C’est ainsi que je joints sans confusion, & sans équivoque, les dépendances & les dérivez à leurs sources ou racines ; & c’est aussi, Monsieur, le grand secret de cette Ecriture. Vous jugez bien par ce debut, que j’ay le champ libre pour ajoûter un bien plus grand nombre de pronoms à la suite du premier personnel, si je le veux ; mais je ne trouve pas à propos d’y en mettre davantage, parce que ceux-là sont les seuls qui luy appartiennent naturellement, & je ne puis avoir de meilleure regle que la nature.
2′1. signifie tu ou toy, second pronom personnel au masculin. 2′2. le signifie au feminin. 2′3. au genre libre. Comme ce pronom a des suites égales au premier, je les exprime de mesme. Leur diférence n’est que dans leurs chifres primitifs.
3′1. signifie il ou soy, troisiéme pronom personnel au masculin. 3′2 signifie elle 3′3. il. Ce pronom a aussi des suites pareilles aux précedens ; mais je luy en donne encore d’autres, & je luy joints qui ou lequel, avec les pronoms d’interrogation. Ainsi,
3 ~ 301. signifie qui ou lequel, pour la Personne. 3 ~ 304. le signifie pour la chose. 3 ~ 307. pour les deux. 3 ~ 401. signifie qui ? qui est-ce qui ? 3 ~ 404. qui est là ? qui va là ? 3 ~ 407. quel ? lequel ? 3 ~ 501. signifie qui ou lequel des deux, de luy ou de l’autre, &c. Je n’ay marqué que le genre masculin de ces pronoms, parce qu’il est aisé de former les deux autres genres, sur le modele des pronoms precédens.
Apres les trois pronoms personnels & les suites que je leur donne, je place les trois articles particuliers.
4′1. signifie le article définy. 4′2. la, 4′3. le 5′1. signifie un article indéfiny, 5′2 une. 5′3. un 6′1. signifie l’article double, ou le pronom l’un l’autre, &c. L’usage de ces articles est plus exact que celuy de l’article general ; & quoy qu’on s’en puisse passer, aussi bien que de luy, au moins des deux premiers, on pourra pourtant s’en servir pour plus d’amphase, comme j’ay dit dans l’autre Méthode, ou les exclure pour abreger.
J’ajoûte à leur suite les autres pronoms pour l’exécution du Projet ; mais je laisse sans employ leurs six derniers chifres auxiliaires simples, tels que sont 4′4. 4′5. 4′6. 4′7. &c. 5′4. 6′4. &c. afin qu’il y ait une distance remarquable entre ces articles & ces pronoms, & je mets dix-huit pronoms apres chacun de ces Articles.

• **CONSIGNES**:
**1)** Recopiez à l'identique le passage du texte retenu qui commence par « 4′1. signifie le » et se poursuit jusqu'à « exclure pour abreger. ».
**2)** Présentez sous forme de tableau Markdown, avec les colonnes « Numéro » et « Ligne », les lignes des données allant du début jusqu'à la ligne contenant « M 117 54 L 118 », celle-ci comprise. Omettez les lignes vides et ne reproduisez pas les images.
Le texte et les données sont sans rapport l'un avec l'autre.

• **DONNÉES DE TRAVAIL**:

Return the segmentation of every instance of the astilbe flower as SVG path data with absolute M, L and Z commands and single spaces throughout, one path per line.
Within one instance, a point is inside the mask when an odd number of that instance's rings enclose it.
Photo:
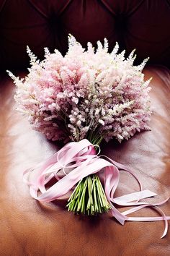
M 135 66 L 134 51 L 125 59 L 125 51 L 117 54 L 118 43 L 108 53 L 106 39 L 96 51 L 90 43 L 85 51 L 72 35 L 68 43 L 65 56 L 45 48 L 42 61 L 27 47 L 28 75 L 19 80 L 9 72 L 17 87 L 17 108 L 33 128 L 52 140 L 98 142 L 121 142 L 148 129 L 150 80 L 144 82 L 142 73 L 147 60 Z
M 117 54 L 118 43 L 109 54 L 106 39 L 96 51 L 88 43 L 85 51 L 70 35 L 68 46 L 65 56 L 45 48 L 42 61 L 27 47 L 28 75 L 19 79 L 8 72 L 17 85 L 17 109 L 33 128 L 49 140 L 87 138 L 94 145 L 113 137 L 121 142 L 149 129 L 150 80 L 145 82 L 142 73 L 147 59 L 134 65 L 134 51 L 125 59 L 125 51 Z M 67 206 L 88 215 L 110 208 L 96 174 L 79 182 Z

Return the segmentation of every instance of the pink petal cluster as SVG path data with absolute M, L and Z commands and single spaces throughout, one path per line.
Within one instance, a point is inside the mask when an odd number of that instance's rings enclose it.
M 45 48 L 42 61 L 27 48 L 28 75 L 19 79 L 9 72 L 18 110 L 48 139 L 121 142 L 149 129 L 150 80 L 145 82 L 142 73 L 147 60 L 135 66 L 134 51 L 125 59 L 117 43 L 112 53 L 106 39 L 97 45 L 94 51 L 88 43 L 85 51 L 70 35 L 65 56 Z

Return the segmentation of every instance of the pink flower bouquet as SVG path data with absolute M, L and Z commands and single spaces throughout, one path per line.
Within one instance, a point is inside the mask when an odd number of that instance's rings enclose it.
M 68 210 L 96 215 L 111 209 L 123 223 L 131 217 L 120 213 L 114 202 L 127 205 L 156 194 L 147 190 L 132 194 L 126 201 L 123 196 L 114 198 L 119 168 L 134 174 L 99 156 L 96 150 L 102 140 L 108 142 L 115 138 L 121 142 L 137 132 L 149 129 L 151 80 L 145 82 L 142 73 L 147 59 L 140 65 L 133 64 L 134 51 L 126 59 L 125 51 L 117 54 L 117 43 L 111 53 L 106 39 L 104 46 L 99 41 L 95 51 L 88 43 L 86 51 L 70 35 L 64 56 L 57 50 L 50 54 L 45 48 L 42 61 L 27 47 L 31 64 L 28 75 L 19 79 L 9 74 L 17 85 L 17 110 L 28 116 L 33 129 L 49 140 L 68 142 L 34 169 L 34 179 L 27 178 L 31 195 L 48 202 L 74 189 L 68 200 Z M 104 189 L 99 179 L 104 169 Z M 61 170 L 62 179 L 58 176 Z M 24 175 L 32 171 L 27 170 Z M 45 184 L 53 177 L 56 183 L 47 189 Z M 138 202 L 135 205 L 140 205 Z

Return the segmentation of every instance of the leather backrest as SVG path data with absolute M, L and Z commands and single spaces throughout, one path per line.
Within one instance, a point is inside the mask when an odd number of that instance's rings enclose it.
M 0 0 L 0 69 L 28 66 L 27 45 L 39 58 L 45 46 L 66 53 L 68 33 L 169 67 L 169 25 L 170 0 Z

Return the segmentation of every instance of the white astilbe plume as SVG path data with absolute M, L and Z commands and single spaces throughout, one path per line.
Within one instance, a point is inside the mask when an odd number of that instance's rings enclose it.
M 68 37 L 65 56 L 45 48 L 39 61 L 27 47 L 31 67 L 24 79 L 9 76 L 17 85 L 17 109 L 28 116 L 35 129 L 49 140 L 94 143 L 113 137 L 121 142 L 136 132 L 148 129 L 148 85 L 142 70 L 147 59 L 133 64 L 135 50 L 126 59 L 119 45 L 108 53 L 108 41 L 91 43 L 87 51 Z

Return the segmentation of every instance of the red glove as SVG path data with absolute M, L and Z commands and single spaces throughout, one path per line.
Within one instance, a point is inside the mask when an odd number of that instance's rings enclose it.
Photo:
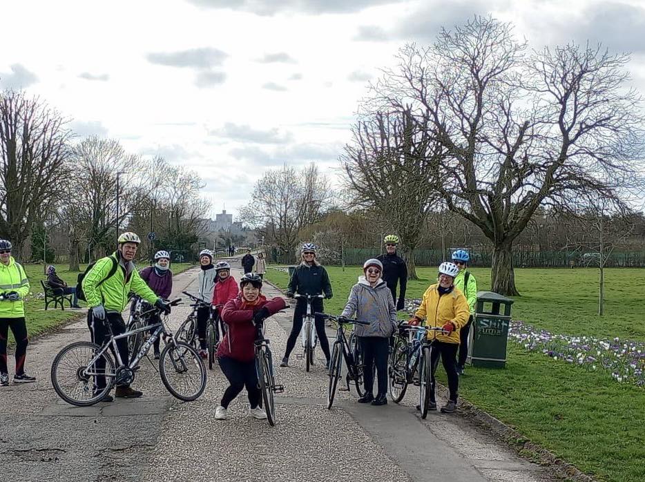
M 441 327 L 441 329 L 443 329 L 444 331 L 451 333 L 454 331 L 454 325 L 452 324 L 452 321 L 449 321 L 447 323 Z

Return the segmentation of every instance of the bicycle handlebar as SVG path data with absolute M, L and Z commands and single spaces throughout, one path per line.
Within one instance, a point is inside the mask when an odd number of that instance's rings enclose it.
M 345 316 L 334 316 L 334 315 L 326 315 L 324 313 L 314 313 L 314 316 L 319 316 L 323 320 L 331 320 L 340 325 L 372 325 L 369 321 L 361 321 L 360 320 L 354 320 Z

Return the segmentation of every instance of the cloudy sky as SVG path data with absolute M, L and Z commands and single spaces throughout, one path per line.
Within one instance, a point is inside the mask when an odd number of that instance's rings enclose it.
M 490 14 L 534 48 L 633 52 L 645 92 L 645 0 L 3 1 L 0 87 L 41 96 L 79 136 L 198 171 L 213 214 L 283 162 L 335 175 L 358 103 L 406 42 Z

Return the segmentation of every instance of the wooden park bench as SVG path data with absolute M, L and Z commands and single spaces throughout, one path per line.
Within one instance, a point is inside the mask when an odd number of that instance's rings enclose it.
M 40 284 L 43 287 L 43 291 L 45 293 L 45 309 L 47 309 L 49 307 L 49 305 L 52 303 L 54 303 L 54 308 L 56 308 L 59 305 L 60 305 L 61 309 L 65 311 L 64 301 L 67 300 L 70 303 L 70 308 L 72 307 L 72 295 L 65 295 L 62 293 L 56 293 L 53 288 L 50 288 L 47 283 L 46 283 L 42 280 L 40 280 Z M 62 291 L 62 290 L 61 290 Z

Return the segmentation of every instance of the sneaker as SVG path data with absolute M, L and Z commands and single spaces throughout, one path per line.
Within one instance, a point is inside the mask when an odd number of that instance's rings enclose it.
M 452 400 L 449 400 L 445 405 L 441 407 L 441 413 L 442 414 L 452 414 L 457 408 L 457 403 Z
M 267 418 L 267 414 L 264 413 L 264 411 L 260 408 L 260 407 L 250 409 L 249 410 L 249 414 L 253 418 L 257 418 L 258 420 L 266 420 Z
M 143 394 L 142 392 L 135 390 L 130 387 L 117 387 L 114 396 L 119 398 L 138 398 Z
M 385 395 L 378 395 L 372 401 L 373 405 L 387 405 L 387 397 Z
M 29 375 L 26 373 L 21 375 L 17 374 L 13 376 L 14 383 L 32 383 L 35 381 L 36 381 L 36 377 L 29 376 Z

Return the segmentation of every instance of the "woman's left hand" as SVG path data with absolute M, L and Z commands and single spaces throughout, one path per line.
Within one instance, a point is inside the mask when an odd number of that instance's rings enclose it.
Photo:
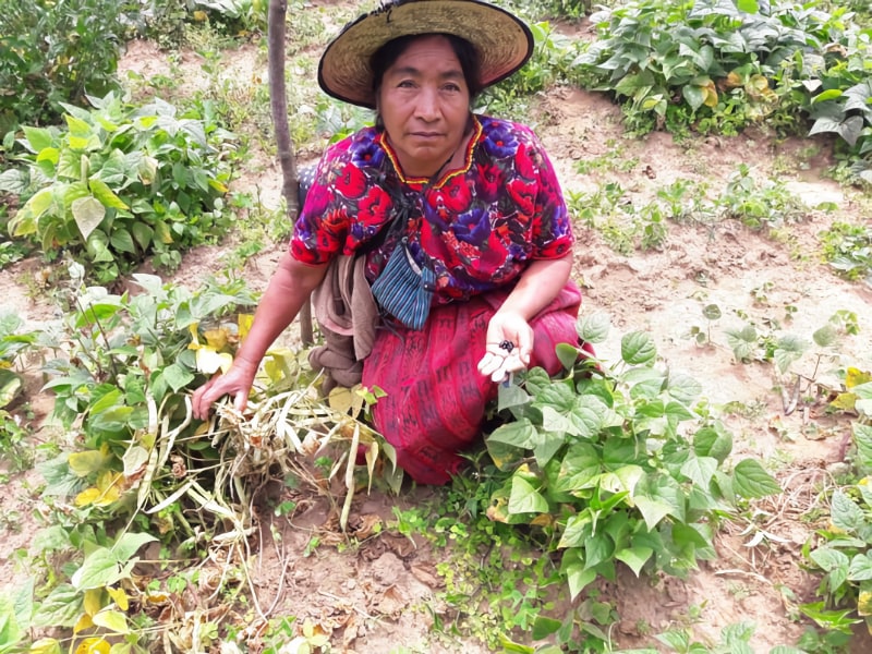
M 485 354 L 479 372 L 494 382 L 502 382 L 510 373 L 524 370 L 533 352 L 533 328 L 523 316 L 497 312 L 487 326 Z

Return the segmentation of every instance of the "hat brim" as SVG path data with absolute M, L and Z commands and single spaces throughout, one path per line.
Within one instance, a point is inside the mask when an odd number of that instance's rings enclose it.
M 370 61 L 385 44 L 414 34 L 452 34 L 481 59 L 482 86 L 514 73 L 533 53 L 533 34 L 508 11 L 479 0 L 405 0 L 362 15 L 325 49 L 318 84 L 339 100 L 375 108 Z

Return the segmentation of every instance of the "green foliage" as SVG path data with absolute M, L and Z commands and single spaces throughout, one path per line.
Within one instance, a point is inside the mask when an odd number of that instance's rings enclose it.
M 602 329 L 581 331 L 590 341 Z M 577 355 L 561 352 L 570 365 Z M 534 370 L 500 391 L 499 409 L 513 420 L 486 445 L 512 474 L 489 514 L 541 528 L 572 597 L 598 577 L 614 579 L 619 564 L 685 576 L 714 556 L 719 516 L 779 491 L 755 460 L 727 472 L 731 435 L 694 404 L 700 385 L 658 370 L 656 356 L 649 336 L 628 334 L 619 371 L 578 364 L 552 379 Z
M 27 447 L 27 425 L 21 415 L 9 409 L 17 400 L 24 379 L 15 372 L 17 359 L 35 348 L 37 334 L 24 331 L 24 320 L 17 314 L 0 312 L 0 458 L 12 471 L 24 470 L 33 461 Z
M 809 209 L 795 193 L 777 181 L 760 181 L 751 172 L 741 164 L 729 175 L 715 203 L 724 218 L 740 220 L 751 229 L 780 227 L 806 218 Z
M 0 0 L 0 135 L 117 88 L 122 34 L 116 0 Z
M 144 429 L 154 437 L 158 409 L 160 415 L 181 417 L 185 401 L 179 393 L 203 380 L 204 358 L 232 348 L 239 330 L 233 322 L 213 324 L 210 338 L 219 346 L 208 352 L 191 348 L 192 337 L 209 320 L 254 303 L 242 282 L 213 283 L 192 293 L 148 275 L 133 280 L 140 287 L 134 295 L 77 289 L 63 337 L 53 343 L 64 356 L 46 364 L 56 417 L 70 427 L 85 416 L 87 447 L 106 446 L 110 457 L 134 436 L 146 436 Z
M 872 227 L 837 221 L 821 233 L 821 242 L 835 270 L 847 279 L 872 283 Z
M 735 134 L 768 118 L 796 132 L 811 121 L 811 134 L 841 136 L 855 174 L 872 179 L 870 39 L 845 8 L 637 0 L 591 20 L 600 38 L 573 78 L 621 98 L 632 130 Z
M 157 99 L 89 99 L 90 111 L 63 105 L 66 130 L 24 129 L 27 168 L 0 179 L 29 197 L 9 222 L 13 235 L 38 239 L 48 256 L 68 250 L 106 283 L 147 255 L 174 268 L 183 250 L 226 232 L 231 134 L 214 117 Z
M 802 550 L 810 569 L 823 576 L 818 588 L 823 600 L 800 608 L 822 628 L 843 633 L 858 622 L 872 629 L 872 383 L 853 391 L 861 398 L 861 419 L 853 423 L 860 479 L 833 491 L 828 526 L 818 530 L 816 543 L 810 541 Z
M 555 32 L 548 23 L 534 23 L 531 29 L 533 57 L 511 77 L 486 88 L 477 99 L 479 110 L 521 119 L 528 108 L 526 98 L 567 78 L 576 57 L 576 41 Z

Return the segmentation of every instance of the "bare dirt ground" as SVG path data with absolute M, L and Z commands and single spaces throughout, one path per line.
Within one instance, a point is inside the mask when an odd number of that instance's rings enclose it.
M 197 62 L 190 60 L 192 75 Z M 237 55 L 239 61 L 240 55 Z M 243 66 L 244 68 L 244 66 Z M 132 45 L 122 69 L 153 75 L 166 70 L 165 56 L 147 44 Z M 820 501 L 816 491 L 829 470 L 844 456 L 847 422 L 824 415 L 820 405 L 808 411 L 785 412 L 768 364 L 738 363 L 727 346 L 724 330 L 753 320 L 758 325 L 777 320 L 783 332 L 811 339 L 837 311 L 857 315 L 860 334 L 846 339 L 836 361 L 827 360 L 815 373 L 810 352 L 794 370 L 815 376 L 821 383 L 837 384 L 834 371 L 846 365 L 872 368 L 872 290 L 862 283 L 838 279 L 820 261 L 818 234 L 835 219 L 856 218 L 858 196 L 822 177 L 829 161 L 828 146 L 820 142 L 816 158 L 802 158 L 806 141 L 776 142 L 762 134 L 735 138 L 693 140 L 679 145 L 665 133 L 627 140 L 620 112 L 607 99 L 574 89 L 556 89 L 543 98 L 536 130 L 555 162 L 565 191 L 591 191 L 597 183 L 617 181 L 633 199 L 650 198 L 655 190 L 678 179 L 706 181 L 710 189 L 723 189 L 739 164 L 747 164 L 761 179 L 779 169 L 782 179 L 810 206 L 832 202 L 832 213 L 810 211 L 807 220 L 786 228 L 787 238 L 768 239 L 735 222 L 714 227 L 668 225 L 669 235 L 661 250 L 615 253 L 601 237 L 578 229 L 574 275 L 585 291 L 583 312 L 605 312 L 614 329 L 600 347 L 600 355 L 616 359 L 621 335 L 650 332 L 663 362 L 671 370 L 690 374 L 702 383 L 703 395 L 725 414 L 736 437 L 738 453 L 755 455 L 785 484 L 784 496 L 761 504 L 758 529 L 776 536 L 752 543 L 750 523 L 728 524 L 718 536 L 720 557 L 688 580 L 642 579 L 621 574 L 615 584 L 604 584 L 604 598 L 620 615 L 613 631 L 615 647 L 656 646 L 652 633 L 686 625 L 694 616 L 697 640 L 717 642 L 722 628 L 752 621 L 754 652 L 768 652 L 778 644 L 792 644 L 804 629 L 797 618 L 795 602 L 813 597 L 815 580 L 800 566 L 800 547 L 812 535 L 813 525 L 802 513 Z M 582 175 L 577 162 L 614 153 L 622 159 L 637 158 L 629 171 L 602 170 Z M 796 162 L 784 170 L 785 161 Z M 789 167 L 788 167 L 789 168 Z M 262 201 L 278 206 L 279 171 L 262 158 L 256 172 L 243 174 L 238 189 L 257 186 Z M 868 205 L 867 205 L 868 206 Z M 174 279 L 196 286 L 220 269 L 220 254 L 229 245 L 192 252 Z M 254 288 L 263 288 L 275 267 L 282 244 L 250 261 L 241 272 Z M 4 307 L 24 316 L 31 326 L 56 319 L 51 304 L 43 298 L 41 264 L 22 262 L 0 275 Z M 707 329 L 702 315 L 715 303 L 723 317 L 711 325 L 712 343 L 698 344 L 693 327 Z M 789 310 L 788 310 L 789 307 Z M 294 329 L 294 328 L 292 328 Z M 293 335 L 287 337 L 293 341 Z M 28 371 L 34 382 L 29 401 L 45 413 L 50 399 L 38 392 L 36 363 Z M 50 429 L 50 427 L 46 427 Z M 37 439 L 48 437 L 37 433 Z M 39 510 L 39 480 L 29 473 L 4 486 L 0 516 L 0 581 L 3 585 L 26 573 L 26 550 L 37 524 L 31 516 Z M 380 493 L 358 500 L 352 525 L 365 530 L 375 517 L 386 521 L 392 506 L 424 501 L 429 489 L 409 489 L 400 498 Z M 447 608 L 438 593 L 443 582 L 435 571 L 437 557 L 424 540 L 412 543 L 386 533 L 366 537 L 355 549 L 327 545 L 304 556 L 313 535 L 335 533 L 328 522 L 328 507 L 318 498 L 301 505 L 293 520 L 275 522 L 281 538 L 270 537 L 270 525 L 262 526 L 259 550 L 252 564 L 259 603 L 274 615 L 310 618 L 331 634 L 341 652 L 487 651 L 479 642 L 436 637 L 434 616 Z M 752 546 L 753 545 L 753 546 Z M 789 590 L 795 596 L 790 598 Z M 855 651 L 872 651 L 868 639 L 858 639 Z

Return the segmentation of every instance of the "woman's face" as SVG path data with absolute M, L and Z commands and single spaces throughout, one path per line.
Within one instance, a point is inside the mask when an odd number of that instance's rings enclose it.
M 470 92 L 448 39 L 412 41 L 385 71 L 377 105 L 403 173 L 436 174 L 460 146 L 470 110 Z

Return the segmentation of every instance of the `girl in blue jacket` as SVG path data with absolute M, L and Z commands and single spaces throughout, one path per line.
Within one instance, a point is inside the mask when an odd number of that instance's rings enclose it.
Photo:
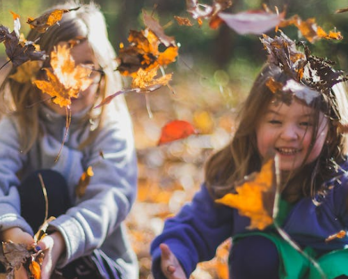
M 37 73 L 35 63 L 29 65 L 24 80 L 17 75 L 22 66 L 13 67 L 1 87 L 6 111 L 0 121 L 0 241 L 42 250 L 41 279 L 56 271 L 65 279 L 136 279 L 136 257 L 123 222 L 136 195 L 131 119 L 122 97 L 94 108 L 122 88 L 116 54 L 96 4 L 70 1 L 54 8 L 72 10 L 58 24 L 43 31 L 33 29 L 26 38 L 47 58 Z M 61 66 L 62 71 L 72 73 L 72 63 L 92 70 L 88 86 L 68 100 L 68 133 L 67 107 L 33 83 L 47 81 L 52 52 L 65 47 L 72 60 Z M 94 174 L 84 188 L 79 186 L 89 167 Z M 46 206 L 46 217 L 56 218 L 35 243 Z M 15 274 L 28 278 L 23 268 Z
M 232 279 L 348 278 L 345 79 L 281 32 L 262 41 L 268 61 L 245 101 L 232 141 L 209 158 L 200 190 L 166 221 L 152 243 L 156 279 L 188 278 L 197 263 L 212 259 L 228 238 Z M 283 218 L 278 222 L 299 250 L 274 225 L 248 229 L 248 218 L 215 202 L 235 194 L 236 183 L 260 172 L 269 153 L 279 160 Z M 339 232 L 344 232 L 340 238 L 328 241 Z

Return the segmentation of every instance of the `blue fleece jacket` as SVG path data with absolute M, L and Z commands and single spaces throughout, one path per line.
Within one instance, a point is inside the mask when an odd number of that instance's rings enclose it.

• **EXERCICE CORRIGÉ**:
**1)**
4′1. signifie le article définy. 4′2. la, 4′3. le 5′1. signifie un article indéfiny, 5′2 une. 5′3. un 6′1. signifie l’article double, ou le pronom l’un l’autre, &c. L’usage de ces articles est plus exact que celuy de l’article general ; & quoy qu’on s’en puisse passer, aussi bien que de luy, au moins des deux premiers, on pourra pourtant s’en servir pour plus d’amphase, comme j’ay dit dans l’autre Méthode, ou les exclure pour abreger.

**2)**
| Numéro | Ligne |
|---|---|
| 1 | Return the segmentation of every instance of the astilbe flower as SVG path data with absolute M, L and Z commands and single spaces throughout, one path per line. |
| 2 | Within one instance, a point is inside the mask when an odd number of that instance's rings enclose it. |
| 3 | Photo: |
| 4 | M 135 66 L 134 51 L 125 59 L 125 51 L 117 54 L 118 43 L 108 53 L 106 39 L 96 51 L 90 43 L 85 51 L 72 35 L 68 43 L 65 56 L 45 48 L 42 61 L 27 47 L 28 75 L 19 80 L 9 72 L 17 87 L 17 108 L 33 128 L 52 140 L 98 142 L 121 142 L 148 129 L 150 80 L 144 82 L 142 73 L 147 60 Z |
| 5 | M 117 54 L 118 43 L 109 54 L 106 39 L 96 51 L 88 43 L 85 51 L 70 35 L 68 46 L 65 56 L 45 48 L 42 61 L 27 47 L 28 75 L 19 79 L 8 72 L 17 85 L 17 109 L 33 128 L 49 140 L 87 138 L 94 145 L 113 137 L 121 142 L 149 129 L 150 80 L 145 82 L 142 73 L 147 59 L 134 65 L 134 51 L 125 59 L 125 51 Z M 67 206 L 88 215 L 110 208 L 96 174 L 79 182 Z |